━━━ PASSAGE PROVIDED ━━━
- SR 142 highlighted in red

Route information
- Maintained by TDOT
- Length: 24.59 mi (39.57 km)

Major junctions
- West end: US 45 in Selmer
- SR 22 from Hurley to Shiloh SR 57 in Southside
- East end: CR 100 at the Mississippi state line near Southside

Location
- Country: United States
- State: Tennessee

Highway system
- Tennessee State Routes; Interstate; US; State;
| ← SR 141 |  | → SR 143 |

= Tennessee State Route 142 =

Highway in Tennessee

State Route 142 (SR 142) is a 24.59 mi east-west state highway in West Tennessee.

==Route description==

SR 142 begins in McNairy County in Selmer at an intersection with US 45/SR 5 south of downtown. It goes east to leave Selmer and pass through first farmland, then wooded areas, to pass through Stantonville, where it has a short concurrency with SR 224. The highway then turns southeast to pass through West Shiloh, where it has an intersection with SR 117, before crossing into Hardin County. SR 142 immediately enters Hurley and comes to an intersection and becomes concurrent with SR 22. They go south along the western edge of Shiloh National Military Park to arrive at Shiloh, where SR 142 splits off and goes south through wooded and hilly areas to pass by Childers Hill to enter Southside and come to an intersection with SR 57. It goes west along SR 57 for a short distance before turning south again through wooded areas to come to an end at the Mississippi state line, where it continues as Alcorn County Road 100 to Mississippi Highway 350 (MS 350), which is less than 1/2 mi away, and the town of Farmington. The entire route of SR 142 is a two-lane highway.
━━━
* **TO-DO LIST**
1 – Answer these questions about the State Route 142 article:
(a) Which agency maintains the route?
(b) In which town does the route begin?
(c) How many lanes does the highway have along its entire route?
2 – In the records, start at the line containing "For every instance of the rear" and stop after the line containing "(1025, 200)". Can you format those lines as a JSON list of strings, with one string per line?
The highway article and the records beneath it have no connection to each other.
━━━ RECORDS ━━━
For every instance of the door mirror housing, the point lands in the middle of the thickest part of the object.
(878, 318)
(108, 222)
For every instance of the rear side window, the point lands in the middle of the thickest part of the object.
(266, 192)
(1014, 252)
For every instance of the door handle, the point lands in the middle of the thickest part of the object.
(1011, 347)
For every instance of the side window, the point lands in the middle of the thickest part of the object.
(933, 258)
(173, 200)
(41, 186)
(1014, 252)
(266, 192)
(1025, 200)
━━━
━━━ RECORDS ━━━
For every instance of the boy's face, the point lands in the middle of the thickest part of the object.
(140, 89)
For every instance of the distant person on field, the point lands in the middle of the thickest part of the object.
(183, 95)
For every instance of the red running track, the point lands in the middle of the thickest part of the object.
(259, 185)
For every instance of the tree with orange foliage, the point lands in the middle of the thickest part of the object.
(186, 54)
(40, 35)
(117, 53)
━━━
* **EXERCISE RESULTS**
1 –
(a) TDOT
(b) Selmer
(c) Two

2 –
[
  "For every instance of the rear side window, the point lands in the middle of the thickest part of the object.",
  "(266, 192)",
  "(1014, 252)",
  "For every instance of the door handle, the point lands in the middle of the thickest part of the object.",
  "(1011, 347)",
  "For every instance of the side window, the point lands in the middle of the thickest part of the object.",
  "(933, 258)",
  "(173, 200)",
  "(41, 186)",
  "(1014, 252)",
  "(266, 192)",
  "(1025, 200)"
]